BRIEF: Exclude the pictures; give every entry again exactly as written.

DATA SHOWN:
----------------

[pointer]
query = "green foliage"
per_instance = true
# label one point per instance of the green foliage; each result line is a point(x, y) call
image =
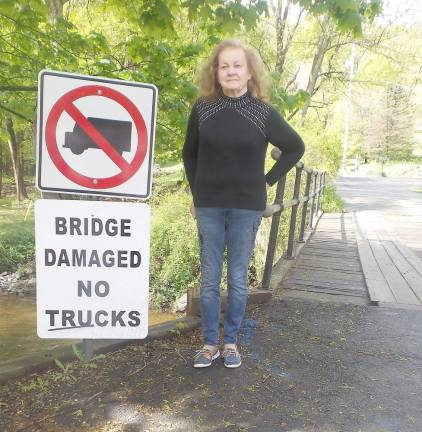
point(349, 15)
point(174, 264)
point(16, 234)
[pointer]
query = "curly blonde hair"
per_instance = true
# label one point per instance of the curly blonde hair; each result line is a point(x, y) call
point(258, 85)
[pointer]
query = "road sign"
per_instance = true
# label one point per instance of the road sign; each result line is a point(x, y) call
point(92, 260)
point(95, 135)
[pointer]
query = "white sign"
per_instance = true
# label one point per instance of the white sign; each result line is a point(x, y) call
point(92, 260)
point(95, 135)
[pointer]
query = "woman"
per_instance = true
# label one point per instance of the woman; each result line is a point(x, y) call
point(228, 131)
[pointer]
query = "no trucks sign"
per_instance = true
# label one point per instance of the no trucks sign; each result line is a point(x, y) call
point(95, 135)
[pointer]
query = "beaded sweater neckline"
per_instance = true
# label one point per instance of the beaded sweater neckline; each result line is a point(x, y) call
point(235, 102)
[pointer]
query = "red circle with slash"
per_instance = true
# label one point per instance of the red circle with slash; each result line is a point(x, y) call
point(66, 104)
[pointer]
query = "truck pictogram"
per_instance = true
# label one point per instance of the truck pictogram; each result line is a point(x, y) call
point(117, 132)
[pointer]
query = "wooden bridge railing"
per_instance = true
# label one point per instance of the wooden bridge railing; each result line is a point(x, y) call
point(312, 204)
point(274, 210)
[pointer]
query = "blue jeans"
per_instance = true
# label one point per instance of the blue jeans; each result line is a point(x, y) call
point(218, 227)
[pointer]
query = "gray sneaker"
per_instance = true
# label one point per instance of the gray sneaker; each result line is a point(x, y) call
point(204, 357)
point(231, 357)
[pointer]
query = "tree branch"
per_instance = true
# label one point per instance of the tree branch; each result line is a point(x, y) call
point(15, 113)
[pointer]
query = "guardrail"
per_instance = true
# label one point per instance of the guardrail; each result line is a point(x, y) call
point(274, 210)
point(311, 206)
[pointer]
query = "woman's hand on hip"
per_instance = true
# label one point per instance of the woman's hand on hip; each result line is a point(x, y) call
point(193, 211)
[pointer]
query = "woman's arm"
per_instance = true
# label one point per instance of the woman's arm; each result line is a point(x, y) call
point(190, 148)
point(283, 136)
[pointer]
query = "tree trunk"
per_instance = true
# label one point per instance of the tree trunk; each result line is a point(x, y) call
point(14, 146)
point(55, 8)
point(1, 167)
point(322, 47)
point(283, 36)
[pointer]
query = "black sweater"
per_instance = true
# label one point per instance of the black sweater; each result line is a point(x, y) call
point(225, 148)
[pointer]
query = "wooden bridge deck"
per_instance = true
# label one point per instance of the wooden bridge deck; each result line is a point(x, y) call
point(355, 256)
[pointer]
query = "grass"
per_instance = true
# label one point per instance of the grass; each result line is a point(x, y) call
point(16, 233)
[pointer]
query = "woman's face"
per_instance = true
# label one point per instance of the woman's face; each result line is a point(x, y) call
point(233, 73)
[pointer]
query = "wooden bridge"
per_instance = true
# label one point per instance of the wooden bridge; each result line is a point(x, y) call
point(369, 254)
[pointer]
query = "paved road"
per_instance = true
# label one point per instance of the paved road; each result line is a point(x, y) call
point(395, 198)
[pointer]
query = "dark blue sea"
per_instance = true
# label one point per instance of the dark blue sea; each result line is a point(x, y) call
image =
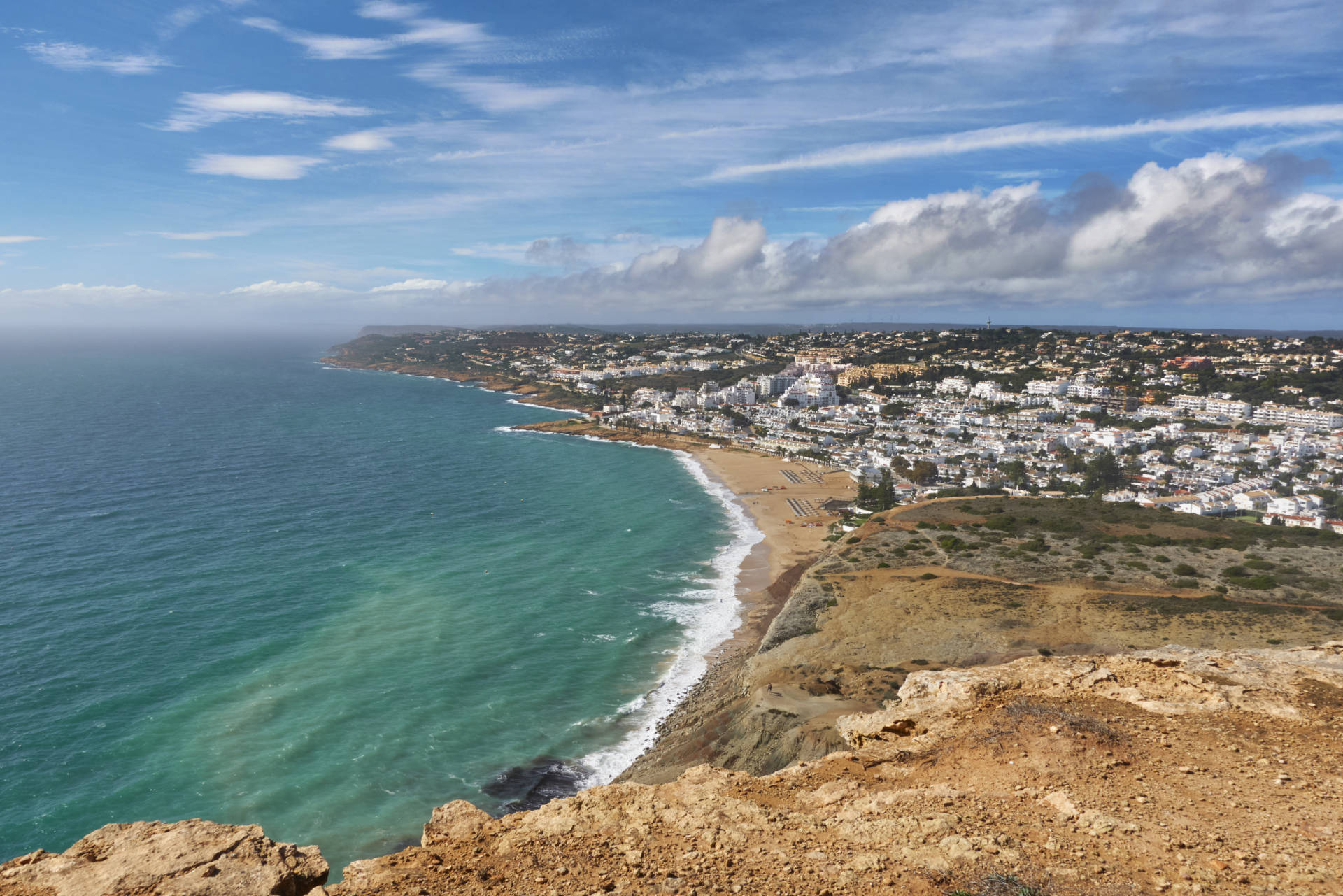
point(242, 586)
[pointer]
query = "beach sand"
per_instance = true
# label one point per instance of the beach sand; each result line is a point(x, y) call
point(688, 737)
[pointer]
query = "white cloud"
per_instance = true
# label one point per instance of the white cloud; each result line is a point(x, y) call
point(201, 234)
point(1205, 230)
point(197, 111)
point(408, 285)
point(77, 57)
point(1037, 135)
point(418, 31)
point(327, 46)
point(273, 287)
point(388, 10)
point(78, 294)
point(254, 167)
point(360, 141)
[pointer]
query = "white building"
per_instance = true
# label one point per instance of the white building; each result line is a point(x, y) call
point(813, 390)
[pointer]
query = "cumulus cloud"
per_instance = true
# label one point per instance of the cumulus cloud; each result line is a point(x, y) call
point(77, 57)
point(254, 167)
point(1211, 229)
point(417, 284)
point(197, 111)
point(563, 252)
point(360, 141)
point(274, 287)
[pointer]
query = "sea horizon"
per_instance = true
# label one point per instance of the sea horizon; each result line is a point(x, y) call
point(253, 727)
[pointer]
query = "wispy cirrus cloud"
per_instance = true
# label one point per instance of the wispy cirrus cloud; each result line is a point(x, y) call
point(362, 141)
point(197, 111)
point(77, 57)
point(1036, 135)
point(78, 294)
point(417, 31)
point(254, 167)
point(201, 234)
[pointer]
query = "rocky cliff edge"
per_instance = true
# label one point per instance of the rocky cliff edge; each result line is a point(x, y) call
point(1158, 771)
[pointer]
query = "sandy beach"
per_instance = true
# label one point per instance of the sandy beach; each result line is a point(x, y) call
point(772, 490)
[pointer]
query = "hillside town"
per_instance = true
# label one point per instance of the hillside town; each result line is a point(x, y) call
point(1214, 425)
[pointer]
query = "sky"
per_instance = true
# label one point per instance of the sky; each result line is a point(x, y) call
point(376, 162)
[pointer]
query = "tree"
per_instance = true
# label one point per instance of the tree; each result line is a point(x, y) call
point(1103, 473)
point(1014, 472)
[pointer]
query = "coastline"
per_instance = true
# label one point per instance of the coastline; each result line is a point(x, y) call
point(755, 487)
point(755, 483)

----------------

PROBLEM SOLUTION:
[pointer]
query = "green foliage"
per_instance = true
# label one point per instance of the green foliage; each result line is a point(x, y) call
image =
point(349, 15)
point(174, 264)
point(16, 234)
[pointer]
query = "curly blonde hair"
per_instance = true
# label one point per instance of the curly blonde hair; each result line is a point(x, y) call
point(258, 85)
[pointer]
query = "road sign"
per_instance = true
# label one point per instance of the road sign; each result line is a point(x, y) call
point(92, 260)
point(95, 135)
[pointer]
query = "white sign"
per_instance = true
# label one point per instance of the white sign; each result line is a point(x, y) call
point(92, 260)
point(95, 135)
[pointer]
query = "woman"
per_instance = true
# label one point per instance of the woman; each result line is a point(x, y) call
point(228, 131)
[pointer]
query = "no trucks sign"
per_instance = true
# label one point per instance of the no trucks sign; each result line is a point(x, y) call
point(95, 135)
[pointer]
query = "beaded sweater neckline"
per_instance = true
# label one point per instance of the beaded sweater neckline; each result line is a point(x, y) call
point(235, 102)
[pointer]
query = "red circle with slash"
per_instance = true
# label one point per instance of the red circle with slash; each result line is a point(x, y) call
point(66, 104)
[pointer]
query = "truck pictogram"
per_instance = true
# label one point per instance of the truck pictogram; each result line is a point(x, y) call
point(117, 132)
[pointer]
query = "wooden bridge railing"
per_instance = true
# label one point per instance of the wooden bridge railing; each result line is a point(x, y) call
point(312, 204)
point(274, 210)
[pointer]
query = "blue jeans"
per_instance = true
# label one point per instance of the blue jeans; each result line is a point(x, y) call
point(218, 227)
[pointer]
query = "gray sneaker"
per_instance = true
# label one point per instance of the gray sneaker; each result line is a point(x, y) call
point(204, 357)
point(231, 357)
[pointer]
query = "tree branch"
per_instance = true
# label one point per instance of the tree branch; each result line is a point(x, y) call
point(15, 113)
[pointer]
query = "guardrail"
per_instance = true
# label one point per instance of the guardrail; each result line is a point(x, y) call
point(274, 210)
point(311, 206)
[pointer]
query = "woman's hand on hip"
per_instance = true
# label one point per instance of the woman's hand on hip; each result line is a point(x, y) call
point(193, 211)
[pointer]
query = "woman's arm"
per_instance = true
# label one point per instance of the woman's arm; each result line is a point(x, y) call
point(190, 148)
point(283, 136)
[pointer]
query = "tree trunk"
per_instance = true
# label one point per instance of the tree trunk; each result line is a point(x, y) call
point(14, 146)
point(55, 8)
point(1, 167)
point(322, 47)
point(283, 36)
[pointer]
query = "black sweater"
per_instance = true
# label one point per instance of the black sweater; each result line is a point(x, y) call
point(225, 148)
[pointer]
query = "wooden bridge deck"
per_instance = true
# label one point per instance of the wooden bridge deck; each result line is a point(x, y) call
point(355, 256)
[pointer]
query = "grass"
per_instance = true
# label one point per instance of the grass; each result line is a point(x, y) call
point(16, 233)
[pointer]
query = "woman's face"
per_instance = true
# label one point per instance of the woman's face; each result line is a point(x, y) call
point(233, 73)
[pointer]
query = "wooden bridge"
per_instance = true
# label one point per instance of the wooden bridge; each result line is a point(x, y) call
point(369, 254)
[pointer]
query = "paved road"
per_instance = true
# label one point per instance of the paved road; each result line is a point(x, y) call
point(395, 198)
[pointer]
query = "dark blue sea"
per_instance = true
# label one point per instance of the dark blue sea; each result line is a point(x, y) call
image =
point(242, 586)
[pointer]
query = "beach sand"
per_instance = true
# label one point per instance of the beach sand; each result line is a point(x, y) call
point(688, 737)
[pointer]
query = "white cloud"
per_instance = true
# label one point per instance of the white cloud; each result line is a point(x, y) call
point(201, 234)
point(1205, 230)
point(197, 111)
point(408, 285)
point(77, 57)
point(1037, 135)
point(418, 31)
point(327, 46)
point(273, 287)
point(388, 10)
point(78, 294)
point(254, 167)
point(360, 141)
[pointer]
query = "white building"
per_instance = true
# label one point per instance of the white building; each result line is a point(x, y) call
point(813, 390)
[pointer]
query = "cumulus cloud"
per_instance = true
# label one point per instance of the cumulus cloud; each result line is a point(x, y) call
point(77, 57)
point(254, 167)
point(1211, 229)
point(417, 284)
point(197, 111)
point(563, 252)
point(360, 141)
point(274, 287)
[pointer]
query = "sea horizon"
per_instance = true
# label one point per instance of the sea horizon; each result line is a point(x, y) call
point(253, 727)
[pointer]
query = "wispy cirrus cloud"
per_instance = true
# label one point per instance of the wispy cirrus cloud; each result line is a point(x, y) call
point(362, 141)
point(197, 111)
point(77, 57)
point(1036, 135)
point(78, 294)
point(417, 31)
point(254, 167)
point(201, 234)
[pointer]
query = "rocky cliff edge"
per_instance = true
# label one point per instance of the rocky cliff edge; each result line is a point(x, y) call
point(1158, 771)
[pointer]
query = "sandy beach"
per_instance = true
# label one point per instance of the sandy beach; each result line is a point(x, y) call
point(772, 490)
[pointer]
query = "hillside town"
per_instance = true
# label one point per instance of the hillside town; each result line is a point(x, y) call
point(1214, 425)
[pointer]
query = "sky"
per_instance = true
# label one point per instance of the sky; each result line is a point(x, y) call
point(376, 162)
[pointer]
query = "tree"
per_instance = true
# label one point per instance of the tree; each result line is a point(x, y) call
point(1103, 473)
point(1014, 472)
[pointer]
query = "coastline"
per_instance = true
# label one point per instance of the coastline; each result line is a point(x, y) call
point(755, 487)
point(755, 483)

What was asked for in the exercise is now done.